• **TASK**:
Write out the whole listing again, exactly.

[Collected data]
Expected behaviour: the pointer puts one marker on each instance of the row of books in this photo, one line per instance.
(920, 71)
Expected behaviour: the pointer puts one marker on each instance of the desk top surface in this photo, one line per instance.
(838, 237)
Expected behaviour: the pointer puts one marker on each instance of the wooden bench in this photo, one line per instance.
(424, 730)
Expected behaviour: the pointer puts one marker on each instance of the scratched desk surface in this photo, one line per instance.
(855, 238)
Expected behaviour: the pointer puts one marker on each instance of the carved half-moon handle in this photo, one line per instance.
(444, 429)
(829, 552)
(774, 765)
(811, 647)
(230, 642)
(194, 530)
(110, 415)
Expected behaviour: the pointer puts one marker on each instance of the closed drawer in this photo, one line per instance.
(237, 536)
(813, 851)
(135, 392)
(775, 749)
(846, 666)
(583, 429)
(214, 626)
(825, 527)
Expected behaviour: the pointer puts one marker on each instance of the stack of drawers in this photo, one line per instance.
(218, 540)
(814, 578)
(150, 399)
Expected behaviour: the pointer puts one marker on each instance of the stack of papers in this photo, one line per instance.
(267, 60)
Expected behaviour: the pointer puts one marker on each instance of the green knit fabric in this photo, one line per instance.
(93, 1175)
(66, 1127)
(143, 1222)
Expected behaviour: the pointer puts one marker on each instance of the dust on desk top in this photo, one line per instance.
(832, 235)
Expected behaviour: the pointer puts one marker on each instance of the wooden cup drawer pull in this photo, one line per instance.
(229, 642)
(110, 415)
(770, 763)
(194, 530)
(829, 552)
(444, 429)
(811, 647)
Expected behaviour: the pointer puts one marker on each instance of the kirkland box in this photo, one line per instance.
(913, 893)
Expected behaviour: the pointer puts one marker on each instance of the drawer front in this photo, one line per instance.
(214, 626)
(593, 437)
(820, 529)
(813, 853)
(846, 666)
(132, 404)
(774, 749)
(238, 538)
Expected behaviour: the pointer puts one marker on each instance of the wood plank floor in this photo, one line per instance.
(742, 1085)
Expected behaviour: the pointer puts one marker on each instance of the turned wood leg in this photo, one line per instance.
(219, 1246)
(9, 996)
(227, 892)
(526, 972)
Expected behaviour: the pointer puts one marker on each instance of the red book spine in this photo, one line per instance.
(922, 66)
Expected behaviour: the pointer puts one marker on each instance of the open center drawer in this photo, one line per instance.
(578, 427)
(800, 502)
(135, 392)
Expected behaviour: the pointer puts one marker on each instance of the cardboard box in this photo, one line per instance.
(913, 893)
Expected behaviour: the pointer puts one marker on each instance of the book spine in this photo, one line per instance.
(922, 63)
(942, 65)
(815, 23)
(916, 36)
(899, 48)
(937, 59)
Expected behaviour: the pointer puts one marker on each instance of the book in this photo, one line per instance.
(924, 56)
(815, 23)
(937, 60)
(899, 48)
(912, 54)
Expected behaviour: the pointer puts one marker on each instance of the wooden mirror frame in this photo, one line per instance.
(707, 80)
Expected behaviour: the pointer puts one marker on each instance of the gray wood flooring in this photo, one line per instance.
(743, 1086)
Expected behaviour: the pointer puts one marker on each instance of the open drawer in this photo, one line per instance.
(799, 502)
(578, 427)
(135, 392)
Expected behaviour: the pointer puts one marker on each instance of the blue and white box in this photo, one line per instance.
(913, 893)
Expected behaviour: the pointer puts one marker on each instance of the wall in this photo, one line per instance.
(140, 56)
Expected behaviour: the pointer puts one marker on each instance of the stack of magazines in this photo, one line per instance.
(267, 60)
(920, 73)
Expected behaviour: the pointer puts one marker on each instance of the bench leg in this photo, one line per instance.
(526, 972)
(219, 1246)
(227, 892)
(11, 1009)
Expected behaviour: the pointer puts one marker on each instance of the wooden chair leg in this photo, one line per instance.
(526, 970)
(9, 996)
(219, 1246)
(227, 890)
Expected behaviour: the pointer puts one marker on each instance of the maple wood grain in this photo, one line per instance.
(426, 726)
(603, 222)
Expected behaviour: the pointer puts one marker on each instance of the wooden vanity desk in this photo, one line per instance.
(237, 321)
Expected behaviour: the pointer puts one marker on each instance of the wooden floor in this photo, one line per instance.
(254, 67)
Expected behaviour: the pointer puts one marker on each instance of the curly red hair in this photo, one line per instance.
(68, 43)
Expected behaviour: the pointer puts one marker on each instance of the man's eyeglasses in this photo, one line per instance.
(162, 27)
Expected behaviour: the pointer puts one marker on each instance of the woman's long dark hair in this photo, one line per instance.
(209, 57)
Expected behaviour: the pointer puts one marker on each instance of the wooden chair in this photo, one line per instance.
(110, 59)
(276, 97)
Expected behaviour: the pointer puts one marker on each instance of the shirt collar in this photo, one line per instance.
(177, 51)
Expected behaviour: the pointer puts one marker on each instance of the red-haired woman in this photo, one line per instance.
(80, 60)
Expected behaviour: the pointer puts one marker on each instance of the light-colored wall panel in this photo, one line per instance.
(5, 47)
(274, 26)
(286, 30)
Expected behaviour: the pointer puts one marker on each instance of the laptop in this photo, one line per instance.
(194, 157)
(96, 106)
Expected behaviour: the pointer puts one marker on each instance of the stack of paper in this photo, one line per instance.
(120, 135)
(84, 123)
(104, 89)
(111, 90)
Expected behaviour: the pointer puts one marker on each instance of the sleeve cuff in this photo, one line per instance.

• **CORRECT OUTPUT**:
Expected behaviour: the pointer puts one marker on each instance of the row of books in this photo, one line per instance.
(920, 71)
Expected behaviour: the pointer puts one marker on each instance of the desk top surface in this photo, one line per instance.
(838, 237)
Expected behaviour: the pointer puts one marker on each instance of the wooden bench in this photo, one line per instance.
(424, 730)
Expected behaviour: the pointer puts one marker on each instance of the scratched desk surface in this photo, one line per instance.
(855, 238)
Expected behaviour: the pointer puts one marker on each instance of the carved half-moon handle in this photo, one line per instance.
(444, 429)
(829, 552)
(774, 765)
(811, 647)
(230, 642)
(194, 530)
(110, 415)
Expected behaviour: the pointer puts one marker on each instance of the closed drawer in this photo, one line per instance.
(237, 536)
(813, 851)
(135, 392)
(775, 749)
(846, 666)
(583, 429)
(214, 626)
(825, 527)
Expected behaviour: the pointer puts one marker on each instance of the stack of drawers in this photo, one line per instance.
(218, 540)
(814, 578)
(150, 399)
Expected behaviour: the pointer puts one marker on each instance of the stack of papers in this photo, one line per instance.
(267, 60)
Expected behaviour: the pointer puts one marker on each instance of the green knit fabric in this photo, one line per instance.
(93, 1175)
(66, 1127)
(143, 1222)
Expected behaviour: the pointer puts one marker on each instance of the dust on desk top in this photo, one line per instance.
(832, 235)
Expected behaviour: the pointer puts one marker on each instance of the wooden cup drawer pull in this photo, one line per instance.
(229, 642)
(110, 415)
(770, 763)
(194, 530)
(829, 552)
(444, 429)
(811, 647)
Expected behaviour: the pointer puts one marker on each instance of the kirkland box in this photo, one line per instance.
(913, 893)
Expected behaviour: the pointer puts one marker on each instance of the drawer front in this photo, one line per instance.
(214, 626)
(593, 437)
(820, 529)
(813, 853)
(846, 666)
(132, 404)
(774, 749)
(238, 538)
Expected behaviour: the pointer puts one marker on each instance of the wood plank floor in this photo, one line per instance.
(742, 1085)
Expected behaviour: the pointer puts one marker on each instance of the turned wood leg in this photo, one line per instance.
(219, 1246)
(9, 996)
(227, 892)
(526, 972)
Expected behaviour: the pointer puts one marker on each instance of the red book spine in this photo, one line per instance.
(922, 66)
Expected behaviour: the pointer puts one marker on each instance of the open center drawer in this photo, one line per instance.
(578, 427)
(800, 502)
(135, 392)
Expected behaviour: the pointer puts one marker on each instance of the cardboard box in this photo, one line per instance.
(913, 893)
Expected behaviour: the pointer puts one marker on each instance of the book spine in this photo, one line per instance.
(922, 63)
(942, 65)
(815, 23)
(916, 36)
(899, 48)
(937, 59)
Expected behaviour: the pointer puts one marker on each instance of the book in this photo, one line per instance.
(924, 56)
(815, 23)
(937, 60)
(899, 48)
(912, 54)
Expected behaviour: the pointer puts one marker on each instance of the wooden mirror frame in this photo, one line per instance.
(707, 80)
Expected behaviour: the pointer puts one marker on each instance of the gray wood flooring in this photo, one line per instance.
(743, 1086)
Expected behaviour: the pointer puts one marker on each instance of the open drawer in this photo, one line per instance.
(799, 502)
(578, 427)
(135, 392)
Expected behaviour: the pointer puts one marker on each instance of the blue and white box in this photo, one line per instance.
(913, 893)
Expected behaviour: the pointer puts one marker on each instance of the wall in this photo, one line per instance.
(140, 56)
Expected behaviour: the pointer puts one marker on each instance of the stack of magazines in this photo, one line per instance.
(267, 60)
(920, 73)
Expected behaviour: the pointer puts one marker on each instance of the bench leg in this photo, one line per instance.
(526, 972)
(219, 1246)
(227, 892)
(11, 1009)
Expected behaviour: the pointer puts one marker on each instance of the wooden chair leg in this photo, one line per instance.
(526, 970)
(9, 996)
(219, 1246)
(227, 890)
Expected behaviour: the pointer puts one marker on each instance of the maple wood grain in this photo, one line per instance.
(426, 726)
(603, 222)
Expected behaviour: the pointer puts one marker on each instance of the wooden vanity desk in this photo, one line per instance.
(237, 321)
Expected behaviour: the pointer puts one marker on each instance of the wooden floor in this photo, one line per instance.
(254, 67)
Expected behaviour: the pointer puts one marker on each instance of the curly red hair in this photo, one line per instance.
(68, 43)
Expected behaviour: the pointer puts one marker on each instance of the man's eyeglasses in this photo, one line per instance.
(162, 27)
Expected behaviour: the pointer puts one marker on each instance of the woman's long dark hair in this photo, one line per instance.
(209, 57)
Expected behaviour: the pointer puts one marker on each instance of the wooden chair in this photo, one line per instance.
(110, 59)
(276, 97)
Expected behaviour: the pointer puts one marker on each instance of the shirt collar in this photo, one line per instance.
(177, 51)
Expected behaviour: the pointer puts one marker on each instance of the red-haired woman in this photo, one line per instance.
(80, 60)
Expected behaviour: the pointer puts one marker on each instance of the light-colored wall panel in this photo, one line per instance.
(5, 47)
(274, 26)
(286, 30)
Expected behaviour: the pointer puts one marker on each instance of the laptop in this photo, one line per instance.
(194, 157)
(96, 106)
Expected behaviour: the pointer puts one marker on each instance of the stack of paper in this photo, one line per instance.
(120, 135)
(84, 123)
(104, 89)
(111, 90)
Expected behaviour: the pointer puts one marker on each instance of the sleeve cuff in this photo, one line per instance.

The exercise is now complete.